**DATA IN THIS EXERCISE**
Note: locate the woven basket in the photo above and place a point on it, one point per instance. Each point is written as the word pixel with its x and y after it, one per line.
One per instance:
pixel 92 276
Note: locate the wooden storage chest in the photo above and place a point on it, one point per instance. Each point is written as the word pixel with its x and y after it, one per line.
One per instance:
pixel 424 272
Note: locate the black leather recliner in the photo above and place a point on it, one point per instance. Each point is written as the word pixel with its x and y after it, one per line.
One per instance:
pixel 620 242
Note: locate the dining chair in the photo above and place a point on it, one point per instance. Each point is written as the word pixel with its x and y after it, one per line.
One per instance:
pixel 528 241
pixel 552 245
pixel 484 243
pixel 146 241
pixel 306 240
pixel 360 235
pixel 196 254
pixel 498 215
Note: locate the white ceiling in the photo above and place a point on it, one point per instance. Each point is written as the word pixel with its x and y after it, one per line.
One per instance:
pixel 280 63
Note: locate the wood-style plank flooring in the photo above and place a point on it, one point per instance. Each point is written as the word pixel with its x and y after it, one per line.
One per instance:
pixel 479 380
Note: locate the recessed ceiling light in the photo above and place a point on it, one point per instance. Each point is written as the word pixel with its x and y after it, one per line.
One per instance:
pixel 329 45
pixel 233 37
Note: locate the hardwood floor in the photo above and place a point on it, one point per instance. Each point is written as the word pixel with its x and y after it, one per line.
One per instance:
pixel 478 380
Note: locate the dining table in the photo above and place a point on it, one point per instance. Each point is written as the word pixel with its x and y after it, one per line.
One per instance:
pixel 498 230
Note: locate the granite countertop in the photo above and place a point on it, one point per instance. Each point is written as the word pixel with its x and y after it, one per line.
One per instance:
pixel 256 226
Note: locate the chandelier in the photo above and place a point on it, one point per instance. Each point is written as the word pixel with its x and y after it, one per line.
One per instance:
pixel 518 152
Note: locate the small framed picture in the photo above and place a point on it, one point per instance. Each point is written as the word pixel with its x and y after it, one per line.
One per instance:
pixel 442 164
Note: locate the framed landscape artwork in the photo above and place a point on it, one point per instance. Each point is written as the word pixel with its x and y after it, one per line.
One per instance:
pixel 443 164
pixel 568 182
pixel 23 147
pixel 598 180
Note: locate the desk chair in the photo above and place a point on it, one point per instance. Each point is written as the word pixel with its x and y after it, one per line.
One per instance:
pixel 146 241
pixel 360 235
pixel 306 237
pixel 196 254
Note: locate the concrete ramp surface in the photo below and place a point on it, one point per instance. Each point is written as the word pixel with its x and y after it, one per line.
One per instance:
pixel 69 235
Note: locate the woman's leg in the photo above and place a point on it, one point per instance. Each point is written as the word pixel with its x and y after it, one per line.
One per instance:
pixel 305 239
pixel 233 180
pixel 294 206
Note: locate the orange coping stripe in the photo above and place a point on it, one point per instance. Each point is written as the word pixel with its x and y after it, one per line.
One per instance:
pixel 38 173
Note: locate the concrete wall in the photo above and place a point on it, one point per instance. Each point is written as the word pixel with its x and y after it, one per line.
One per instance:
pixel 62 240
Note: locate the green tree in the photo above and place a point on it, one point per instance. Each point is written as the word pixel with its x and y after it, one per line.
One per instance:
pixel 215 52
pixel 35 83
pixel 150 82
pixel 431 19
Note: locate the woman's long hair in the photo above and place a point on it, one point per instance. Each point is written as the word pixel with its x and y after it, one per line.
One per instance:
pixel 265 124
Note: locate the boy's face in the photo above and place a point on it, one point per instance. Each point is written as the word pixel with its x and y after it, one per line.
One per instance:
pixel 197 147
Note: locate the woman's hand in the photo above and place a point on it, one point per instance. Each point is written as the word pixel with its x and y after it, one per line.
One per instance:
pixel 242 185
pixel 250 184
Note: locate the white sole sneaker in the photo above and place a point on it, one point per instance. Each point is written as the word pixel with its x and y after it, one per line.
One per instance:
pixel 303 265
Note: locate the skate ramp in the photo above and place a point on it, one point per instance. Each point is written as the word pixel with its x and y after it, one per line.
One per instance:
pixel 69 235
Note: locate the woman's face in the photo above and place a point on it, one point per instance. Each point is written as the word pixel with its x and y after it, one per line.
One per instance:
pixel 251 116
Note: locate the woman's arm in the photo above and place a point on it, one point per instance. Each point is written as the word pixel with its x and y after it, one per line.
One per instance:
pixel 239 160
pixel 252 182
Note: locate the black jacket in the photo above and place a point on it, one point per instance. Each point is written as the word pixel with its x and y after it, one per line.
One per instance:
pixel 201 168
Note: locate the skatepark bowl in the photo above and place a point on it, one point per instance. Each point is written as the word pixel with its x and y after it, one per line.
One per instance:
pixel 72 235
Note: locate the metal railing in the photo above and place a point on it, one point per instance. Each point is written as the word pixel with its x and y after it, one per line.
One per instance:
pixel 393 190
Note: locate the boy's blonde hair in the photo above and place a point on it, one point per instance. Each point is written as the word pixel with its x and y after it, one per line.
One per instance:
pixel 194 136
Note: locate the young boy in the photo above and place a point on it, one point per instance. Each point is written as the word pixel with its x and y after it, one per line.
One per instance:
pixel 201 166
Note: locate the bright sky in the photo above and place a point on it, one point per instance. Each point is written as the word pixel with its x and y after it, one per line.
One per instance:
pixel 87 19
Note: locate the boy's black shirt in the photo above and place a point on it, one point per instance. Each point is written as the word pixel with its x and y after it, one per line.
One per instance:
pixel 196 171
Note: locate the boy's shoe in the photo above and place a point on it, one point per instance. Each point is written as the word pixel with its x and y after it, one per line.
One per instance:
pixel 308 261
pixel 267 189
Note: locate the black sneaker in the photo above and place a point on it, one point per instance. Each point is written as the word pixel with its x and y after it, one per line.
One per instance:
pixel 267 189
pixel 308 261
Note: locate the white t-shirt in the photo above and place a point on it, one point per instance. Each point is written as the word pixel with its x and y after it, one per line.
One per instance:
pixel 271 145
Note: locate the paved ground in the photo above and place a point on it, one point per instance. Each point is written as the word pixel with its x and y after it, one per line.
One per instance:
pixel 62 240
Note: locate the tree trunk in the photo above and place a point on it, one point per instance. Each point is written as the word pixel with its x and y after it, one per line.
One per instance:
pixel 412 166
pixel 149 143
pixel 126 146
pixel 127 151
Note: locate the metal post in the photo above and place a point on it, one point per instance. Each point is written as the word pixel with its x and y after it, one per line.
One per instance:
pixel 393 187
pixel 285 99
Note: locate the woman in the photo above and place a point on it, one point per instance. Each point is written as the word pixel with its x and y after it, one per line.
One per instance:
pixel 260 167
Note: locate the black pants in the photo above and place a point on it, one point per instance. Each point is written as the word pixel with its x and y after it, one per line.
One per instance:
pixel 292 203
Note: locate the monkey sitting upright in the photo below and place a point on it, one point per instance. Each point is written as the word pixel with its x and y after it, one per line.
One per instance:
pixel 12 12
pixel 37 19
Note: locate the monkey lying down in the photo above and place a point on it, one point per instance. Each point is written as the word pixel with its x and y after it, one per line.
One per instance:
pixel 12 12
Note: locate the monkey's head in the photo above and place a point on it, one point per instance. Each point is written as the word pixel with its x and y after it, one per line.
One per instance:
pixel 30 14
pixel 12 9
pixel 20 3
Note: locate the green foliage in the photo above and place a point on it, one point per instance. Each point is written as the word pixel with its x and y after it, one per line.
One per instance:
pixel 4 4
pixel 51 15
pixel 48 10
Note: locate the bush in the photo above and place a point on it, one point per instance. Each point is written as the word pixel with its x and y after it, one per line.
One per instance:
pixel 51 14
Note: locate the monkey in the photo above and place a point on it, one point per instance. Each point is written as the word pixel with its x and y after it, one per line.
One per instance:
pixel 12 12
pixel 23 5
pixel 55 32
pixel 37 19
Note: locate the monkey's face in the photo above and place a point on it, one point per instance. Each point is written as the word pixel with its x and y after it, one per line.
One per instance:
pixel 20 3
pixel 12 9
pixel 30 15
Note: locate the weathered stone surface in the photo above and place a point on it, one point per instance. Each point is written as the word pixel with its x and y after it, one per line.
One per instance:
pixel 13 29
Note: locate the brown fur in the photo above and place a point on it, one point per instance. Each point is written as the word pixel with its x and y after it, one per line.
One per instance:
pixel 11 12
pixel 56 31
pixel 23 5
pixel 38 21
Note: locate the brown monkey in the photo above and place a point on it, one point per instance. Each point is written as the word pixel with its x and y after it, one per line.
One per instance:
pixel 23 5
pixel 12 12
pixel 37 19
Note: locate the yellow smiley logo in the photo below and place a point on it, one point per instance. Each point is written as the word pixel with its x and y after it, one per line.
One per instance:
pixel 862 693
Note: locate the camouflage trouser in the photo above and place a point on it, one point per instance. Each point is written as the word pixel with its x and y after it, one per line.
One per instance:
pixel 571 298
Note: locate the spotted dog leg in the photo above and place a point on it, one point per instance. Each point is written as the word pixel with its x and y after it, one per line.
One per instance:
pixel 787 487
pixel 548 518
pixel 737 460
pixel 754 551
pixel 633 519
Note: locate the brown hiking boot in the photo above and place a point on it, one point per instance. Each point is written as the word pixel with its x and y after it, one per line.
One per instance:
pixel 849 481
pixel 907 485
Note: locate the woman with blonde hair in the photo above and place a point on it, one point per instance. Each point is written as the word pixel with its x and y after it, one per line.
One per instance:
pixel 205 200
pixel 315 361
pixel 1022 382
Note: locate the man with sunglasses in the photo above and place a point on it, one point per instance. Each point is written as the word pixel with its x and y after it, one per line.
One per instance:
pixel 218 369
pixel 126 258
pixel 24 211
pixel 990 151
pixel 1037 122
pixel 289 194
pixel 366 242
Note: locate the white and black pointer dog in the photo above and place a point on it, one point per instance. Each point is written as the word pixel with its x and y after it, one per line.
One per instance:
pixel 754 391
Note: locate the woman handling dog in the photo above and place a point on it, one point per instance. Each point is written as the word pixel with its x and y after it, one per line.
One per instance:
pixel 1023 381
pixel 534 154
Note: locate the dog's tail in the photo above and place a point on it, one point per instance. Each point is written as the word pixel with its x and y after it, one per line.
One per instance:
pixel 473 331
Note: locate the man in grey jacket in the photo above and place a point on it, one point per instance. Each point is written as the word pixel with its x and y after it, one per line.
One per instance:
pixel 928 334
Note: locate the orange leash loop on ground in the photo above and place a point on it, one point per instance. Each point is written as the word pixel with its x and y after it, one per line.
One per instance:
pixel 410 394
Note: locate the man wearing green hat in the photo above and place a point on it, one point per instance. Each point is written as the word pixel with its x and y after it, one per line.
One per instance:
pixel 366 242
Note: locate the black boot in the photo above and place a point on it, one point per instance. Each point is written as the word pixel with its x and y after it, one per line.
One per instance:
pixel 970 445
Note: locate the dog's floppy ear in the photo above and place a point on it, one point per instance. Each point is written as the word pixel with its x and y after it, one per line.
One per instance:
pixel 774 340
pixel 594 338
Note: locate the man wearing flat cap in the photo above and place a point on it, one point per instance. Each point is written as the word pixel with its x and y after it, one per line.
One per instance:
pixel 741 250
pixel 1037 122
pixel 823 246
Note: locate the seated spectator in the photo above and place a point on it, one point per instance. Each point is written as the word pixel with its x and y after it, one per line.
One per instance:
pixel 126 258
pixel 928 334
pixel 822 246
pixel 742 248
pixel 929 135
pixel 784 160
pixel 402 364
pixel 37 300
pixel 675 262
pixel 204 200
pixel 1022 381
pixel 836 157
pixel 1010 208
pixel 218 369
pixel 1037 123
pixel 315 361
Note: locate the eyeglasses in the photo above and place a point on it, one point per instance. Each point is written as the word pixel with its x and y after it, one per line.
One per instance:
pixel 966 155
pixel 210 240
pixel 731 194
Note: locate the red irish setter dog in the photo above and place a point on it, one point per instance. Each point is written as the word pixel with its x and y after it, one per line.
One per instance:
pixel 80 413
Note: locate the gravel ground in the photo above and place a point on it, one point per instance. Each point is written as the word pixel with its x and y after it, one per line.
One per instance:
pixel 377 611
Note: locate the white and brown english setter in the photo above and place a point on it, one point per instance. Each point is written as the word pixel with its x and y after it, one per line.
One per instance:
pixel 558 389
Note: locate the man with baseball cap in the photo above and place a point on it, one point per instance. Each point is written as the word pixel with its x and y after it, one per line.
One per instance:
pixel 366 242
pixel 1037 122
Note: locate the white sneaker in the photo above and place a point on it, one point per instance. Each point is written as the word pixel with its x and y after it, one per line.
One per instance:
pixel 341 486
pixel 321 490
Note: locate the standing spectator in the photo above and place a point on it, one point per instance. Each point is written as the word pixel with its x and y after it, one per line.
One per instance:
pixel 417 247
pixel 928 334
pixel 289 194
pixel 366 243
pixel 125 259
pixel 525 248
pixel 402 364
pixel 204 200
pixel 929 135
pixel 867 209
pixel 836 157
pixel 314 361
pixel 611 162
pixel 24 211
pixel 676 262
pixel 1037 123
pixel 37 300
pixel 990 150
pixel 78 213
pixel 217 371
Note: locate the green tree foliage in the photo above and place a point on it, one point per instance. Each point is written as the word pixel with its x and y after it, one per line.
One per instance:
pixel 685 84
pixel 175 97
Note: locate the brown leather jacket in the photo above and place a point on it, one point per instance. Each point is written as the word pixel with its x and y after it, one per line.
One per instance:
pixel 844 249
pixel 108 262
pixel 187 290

**PROBLEM STATEMENT**
Copy the stretch of the listing from the line containing "Note: locate the white and brown" through the line containing "pixel 175 97", keeping every line identical.

**RESPONSE FOR THIS EXERCISE**
Note: locate the white and brown english setter in the photo above and place a point on it, one point per instance. Each point is written as the word pixel with its x and y after it, one per line.
One per instance:
pixel 558 389
Note: locate the man with baseball cap in the photo above and place a point on it, one point per instance. Each point is written as the word pixel with its x and y after it, one per line.
One per instance:
pixel 366 242
pixel 1037 122
Note: locate the white sneaker in the photo above and place a point on it, one point per instance. Each point is written as the word pixel with its x and y after it, one per line.
One per instance:
pixel 341 486
pixel 321 490
Note: locate the standing spectator in the photo above and place a point on it, one point per instance. Each point is written as the word pixel with its x and y after it, one per line.
One per instance:
pixel 417 247
pixel 928 334
pixel 289 194
pixel 366 243
pixel 125 259
pixel 525 248
pixel 402 364
pixel 204 200
pixel 929 135
pixel 867 209
pixel 836 157
pixel 314 361
pixel 611 162
pixel 24 211
pixel 676 262
pixel 1037 123
pixel 37 300
pixel 990 150
pixel 78 213
pixel 217 371
Note: locate the green tree foliage in the photo above and place a point on it, one point per instance. Each point is written as the word pixel with its x and y after it, one per line.
One per instance:
pixel 685 84
pixel 175 97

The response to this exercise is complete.